■ Work item
Your answer should be the entries below, reproduced character for character.

(Raw data Opens)

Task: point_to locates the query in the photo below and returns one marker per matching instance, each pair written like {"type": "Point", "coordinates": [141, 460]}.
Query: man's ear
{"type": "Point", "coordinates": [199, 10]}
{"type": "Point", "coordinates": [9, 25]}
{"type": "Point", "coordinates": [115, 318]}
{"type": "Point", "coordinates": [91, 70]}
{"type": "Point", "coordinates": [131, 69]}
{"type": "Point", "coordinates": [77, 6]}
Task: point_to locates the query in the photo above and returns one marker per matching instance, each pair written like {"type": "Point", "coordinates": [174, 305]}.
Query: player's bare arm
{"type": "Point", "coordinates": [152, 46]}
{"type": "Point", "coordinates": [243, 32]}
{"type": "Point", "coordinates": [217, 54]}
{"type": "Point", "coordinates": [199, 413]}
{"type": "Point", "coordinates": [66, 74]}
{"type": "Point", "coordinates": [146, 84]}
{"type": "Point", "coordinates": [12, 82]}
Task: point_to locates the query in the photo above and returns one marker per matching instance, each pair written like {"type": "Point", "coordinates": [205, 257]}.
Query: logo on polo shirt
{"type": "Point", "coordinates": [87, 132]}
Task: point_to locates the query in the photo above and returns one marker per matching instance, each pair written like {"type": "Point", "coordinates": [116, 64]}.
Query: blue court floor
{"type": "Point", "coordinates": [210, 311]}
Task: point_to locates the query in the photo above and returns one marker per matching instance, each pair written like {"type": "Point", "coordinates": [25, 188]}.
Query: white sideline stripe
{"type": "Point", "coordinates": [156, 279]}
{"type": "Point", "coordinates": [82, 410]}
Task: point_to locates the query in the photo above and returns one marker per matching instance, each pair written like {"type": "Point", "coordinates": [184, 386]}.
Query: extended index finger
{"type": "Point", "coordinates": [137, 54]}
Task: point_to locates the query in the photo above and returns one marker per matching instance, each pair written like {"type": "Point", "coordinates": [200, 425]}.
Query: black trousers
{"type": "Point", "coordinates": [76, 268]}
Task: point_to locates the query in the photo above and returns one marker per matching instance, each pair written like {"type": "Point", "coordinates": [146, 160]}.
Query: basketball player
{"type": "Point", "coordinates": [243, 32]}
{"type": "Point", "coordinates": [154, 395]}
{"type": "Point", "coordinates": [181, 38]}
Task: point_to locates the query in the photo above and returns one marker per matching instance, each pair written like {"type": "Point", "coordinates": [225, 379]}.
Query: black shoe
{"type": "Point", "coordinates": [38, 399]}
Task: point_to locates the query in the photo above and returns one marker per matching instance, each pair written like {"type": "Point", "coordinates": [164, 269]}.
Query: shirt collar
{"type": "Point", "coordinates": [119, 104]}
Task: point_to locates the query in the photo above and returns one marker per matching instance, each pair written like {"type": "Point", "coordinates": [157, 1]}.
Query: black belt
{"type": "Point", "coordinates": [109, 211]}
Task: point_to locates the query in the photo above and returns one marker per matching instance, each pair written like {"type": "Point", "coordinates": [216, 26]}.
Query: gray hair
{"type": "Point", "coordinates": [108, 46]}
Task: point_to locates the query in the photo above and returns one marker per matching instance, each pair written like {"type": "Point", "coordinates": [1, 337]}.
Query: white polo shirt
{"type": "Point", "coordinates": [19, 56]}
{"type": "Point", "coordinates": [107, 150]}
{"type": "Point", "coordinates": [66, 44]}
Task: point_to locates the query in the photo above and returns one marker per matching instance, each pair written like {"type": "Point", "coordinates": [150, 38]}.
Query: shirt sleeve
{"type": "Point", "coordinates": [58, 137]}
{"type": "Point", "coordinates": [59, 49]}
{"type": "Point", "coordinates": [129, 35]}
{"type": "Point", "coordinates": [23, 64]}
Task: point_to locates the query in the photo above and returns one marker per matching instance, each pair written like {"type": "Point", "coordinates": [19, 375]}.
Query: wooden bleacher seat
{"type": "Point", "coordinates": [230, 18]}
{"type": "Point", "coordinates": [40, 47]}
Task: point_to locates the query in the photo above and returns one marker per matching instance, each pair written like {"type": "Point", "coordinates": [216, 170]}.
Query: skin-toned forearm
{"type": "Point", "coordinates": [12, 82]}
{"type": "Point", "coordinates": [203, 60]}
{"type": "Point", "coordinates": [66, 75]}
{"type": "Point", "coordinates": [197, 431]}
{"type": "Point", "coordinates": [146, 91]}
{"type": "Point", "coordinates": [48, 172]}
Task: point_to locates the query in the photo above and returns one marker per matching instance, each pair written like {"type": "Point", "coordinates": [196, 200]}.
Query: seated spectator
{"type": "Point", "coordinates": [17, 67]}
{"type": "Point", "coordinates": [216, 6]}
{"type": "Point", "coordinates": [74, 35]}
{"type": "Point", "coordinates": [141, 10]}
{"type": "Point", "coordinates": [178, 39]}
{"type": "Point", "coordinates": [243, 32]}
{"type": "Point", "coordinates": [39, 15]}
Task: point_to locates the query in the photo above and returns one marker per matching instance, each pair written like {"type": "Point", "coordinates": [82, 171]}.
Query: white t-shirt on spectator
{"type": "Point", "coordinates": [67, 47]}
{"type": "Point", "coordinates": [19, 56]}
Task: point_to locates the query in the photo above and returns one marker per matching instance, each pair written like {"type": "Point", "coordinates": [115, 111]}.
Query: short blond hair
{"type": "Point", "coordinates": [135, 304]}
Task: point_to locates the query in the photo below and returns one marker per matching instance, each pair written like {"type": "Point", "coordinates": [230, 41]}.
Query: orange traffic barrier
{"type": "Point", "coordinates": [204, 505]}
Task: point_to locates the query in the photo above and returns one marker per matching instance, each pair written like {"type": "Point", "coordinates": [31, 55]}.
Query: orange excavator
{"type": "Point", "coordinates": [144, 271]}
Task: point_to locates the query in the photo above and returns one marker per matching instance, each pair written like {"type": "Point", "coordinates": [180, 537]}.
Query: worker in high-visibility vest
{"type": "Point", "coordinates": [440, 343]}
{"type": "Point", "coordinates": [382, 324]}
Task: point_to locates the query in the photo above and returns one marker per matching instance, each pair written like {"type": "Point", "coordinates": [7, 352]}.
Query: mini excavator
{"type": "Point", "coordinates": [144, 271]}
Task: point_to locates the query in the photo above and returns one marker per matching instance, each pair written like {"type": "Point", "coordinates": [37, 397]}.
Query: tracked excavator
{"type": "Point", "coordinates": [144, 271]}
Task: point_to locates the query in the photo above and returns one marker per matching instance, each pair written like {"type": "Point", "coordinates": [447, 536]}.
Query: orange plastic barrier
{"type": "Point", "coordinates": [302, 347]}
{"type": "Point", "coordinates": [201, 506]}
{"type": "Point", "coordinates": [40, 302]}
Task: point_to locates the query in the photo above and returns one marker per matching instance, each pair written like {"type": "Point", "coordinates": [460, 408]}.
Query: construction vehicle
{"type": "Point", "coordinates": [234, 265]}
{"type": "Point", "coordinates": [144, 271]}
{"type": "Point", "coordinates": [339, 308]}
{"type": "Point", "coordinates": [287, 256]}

(Raw data Closes)

■ Output
Task: point_to locates the query in the photo below and returns one marker per matching instance, each pair written like {"type": "Point", "coordinates": [141, 460]}.
Query: man's ear
{"type": "Point", "coordinates": [199, 10]}
{"type": "Point", "coordinates": [9, 25]}
{"type": "Point", "coordinates": [115, 318]}
{"type": "Point", "coordinates": [91, 70]}
{"type": "Point", "coordinates": [131, 69]}
{"type": "Point", "coordinates": [77, 6]}
Task: point_to locates the query in the photo above and returns one marker per matching instance, each pair written like {"type": "Point", "coordinates": [174, 305]}.
Query: player's bare arm
{"type": "Point", "coordinates": [152, 46]}
{"type": "Point", "coordinates": [243, 32]}
{"type": "Point", "coordinates": [217, 54]}
{"type": "Point", "coordinates": [199, 413]}
{"type": "Point", "coordinates": [66, 74]}
{"type": "Point", "coordinates": [146, 84]}
{"type": "Point", "coordinates": [12, 82]}
Task: point_to locates the query in the photo above and returns one marker per matching instance, each pair written like {"type": "Point", "coordinates": [205, 257]}.
Query: logo on polo shirt
{"type": "Point", "coordinates": [87, 132]}
Task: point_to locates the query in the photo above and returns one marker per matching instance, each pair written like {"type": "Point", "coordinates": [116, 64]}.
Query: blue court floor
{"type": "Point", "coordinates": [210, 311]}
Task: point_to locates the query in the photo above and returns one marker per matching instance, each pair written like {"type": "Point", "coordinates": [25, 188]}.
Query: white sideline stripe
{"type": "Point", "coordinates": [156, 279]}
{"type": "Point", "coordinates": [82, 410]}
Task: point_to locates the query in the photo above and returns one marker per matching instance, each pair written like {"type": "Point", "coordinates": [184, 386]}.
Query: extended index finger
{"type": "Point", "coordinates": [137, 54]}
Task: point_to locates the query in the photo above and returns one marker per matching instance, each pair written like {"type": "Point", "coordinates": [200, 425]}.
Query: black trousers
{"type": "Point", "coordinates": [76, 268]}
Task: point_to locates the query in the photo above and returns one marker per matching instance, each pair written like {"type": "Point", "coordinates": [146, 160]}.
Query: basketball player
{"type": "Point", "coordinates": [243, 32]}
{"type": "Point", "coordinates": [154, 395]}
{"type": "Point", "coordinates": [181, 38]}
Task: point_to locates the query in the photo above and returns one marker per matching instance, each pair written like {"type": "Point", "coordinates": [225, 379]}.
Query: black shoe
{"type": "Point", "coordinates": [38, 399]}
Task: point_to locates the query in the photo above and returns one marker per matching instance, each pair written like {"type": "Point", "coordinates": [164, 269]}.
Query: shirt collar
{"type": "Point", "coordinates": [119, 104]}
Task: point_to locates the query in the photo above and returns one marker per matching instance, each pair written like {"type": "Point", "coordinates": [157, 1]}.
Query: black belt
{"type": "Point", "coordinates": [109, 211]}
Task: point_to locates the query in the photo above and returns one marker per matching instance, each pair written like {"type": "Point", "coordinates": [216, 26]}.
Query: gray hair
{"type": "Point", "coordinates": [108, 46]}
Task: point_to locates the query in the photo above and returns one marker per matching instance, each pair written like {"type": "Point", "coordinates": [1, 337]}.
Query: white polo shirt
{"type": "Point", "coordinates": [19, 56]}
{"type": "Point", "coordinates": [107, 150]}
{"type": "Point", "coordinates": [66, 44]}
Task: point_to locates the query in the photo above and returns one marker per matching instance, each pair written like {"type": "Point", "coordinates": [150, 38]}.
Query: shirt sleeve
{"type": "Point", "coordinates": [58, 137]}
{"type": "Point", "coordinates": [59, 49]}
{"type": "Point", "coordinates": [129, 35]}
{"type": "Point", "coordinates": [23, 64]}
Task: point_to locates the query in the photo above and returns one marker per matching instance, each pair written like {"type": "Point", "coordinates": [19, 375]}.
Query: wooden bleacher seat
{"type": "Point", "coordinates": [230, 18]}
{"type": "Point", "coordinates": [40, 47]}
Task: point_to locates the query in the photo above and returns one marker per matching instance, each pair written like {"type": "Point", "coordinates": [216, 170]}.
Query: skin-toned forearm
{"type": "Point", "coordinates": [12, 82]}
{"type": "Point", "coordinates": [203, 60]}
{"type": "Point", "coordinates": [66, 75]}
{"type": "Point", "coordinates": [197, 431]}
{"type": "Point", "coordinates": [146, 91]}
{"type": "Point", "coordinates": [48, 172]}
Task: point_to locates the query in the photo above and returns one marker per matching instance, each pair written like {"type": "Point", "coordinates": [196, 200]}.
Query: seated spectator
{"type": "Point", "coordinates": [17, 67]}
{"type": "Point", "coordinates": [216, 6]}
{"type": "Point", "coordinates": [74, 35]}
{"type": "Point", "coordinates": [141, 10]}
{"type": "Point", "coordinates": [178, 39]}
{"type": "Point", "coordinates": [243, 32]}
{"type": "Point", "coordinates": [39, 15]}
Task: point_to locates the query in the photo above and returns one marker per matching instance, each pair written like {"type": "Point", "coordinates": [82, 171]}.
Query: white t-shirt on spectator
{"type": "Point", "coordinates": [67, 47]}
{"type": "Point", "coordinates": [19, 56]}
Task: point_to locates the query in the photo above and returns one marker per matching instance, each pair written like {"type": "Point", "coordinates": [115, 111]}.
Query: short blond hair
{"type": "Point", "coordinates": [135, 304]}
Task: point_to locates the query in the photo below and returns one marker per matching instance, each pair written like {"type": "Point", "coordinates": [230, 41]}.
Query: orange traffic barrier
{"type": "Point", "coordinates": [204, 505]}
Task: point_to locates the query in the photo above and returns one marker per matching instance, each pair written like {"type": "Point", "coordinates": [31, 55]}.
Query: orange excavator
{"type": "Point", "coordinates": [144, 271]}
Task: point_to locates the query in the photo above and returns one marker per matching instance, each pair written like {"type": "Point", "coordinates": [180, 537]}.
Query: worker in high-visibility vest
{"type": "Point", "coordinates": [440, 343]}
{"type": "Point", "coordinates": [382, 324]}
Task: point_to locates the query in the photo above and returns one marker per matching instance, each pair written like {"type": "Point", "coordinates": [7, 352]}.
Query: mini excavator
{"type": "Point", "coordinates": [144, 271]}
Task: point_to locates the query in the photo above and returns one marker per matching instance, each pair written like {"type": "Point", "coordinates": [37, 397]}.
Query: tracked excavator
{"type": "Point", "coordinates": [144, 271]}
Task: point_to locates the query in the photo above and returns one marker per matching instance, each pair written like {"type": "Point", "coordinates": [447, 536]}.
Query: orange plastic barrier
{"type": "Point", "coordinates": [302, 347]}
{"type": "Point", "coordinates": [201, 506]}
{"type": "Point", "coordinates": [40, 302]}
Task: point_to locates the query in the photo above and returns one marker per matching instance, each pair written like {"type": "Point", "coordinates": [460, 408]}.
Query: construction vehicle
{"type": "Point", "coordinates": [234, 265]}
{"type": "Point", "coordinates": [144, 271]}
{"type": "Point", "coordinates": [339, 308]}
{"type": "Point", "coordinates": [287, 256]}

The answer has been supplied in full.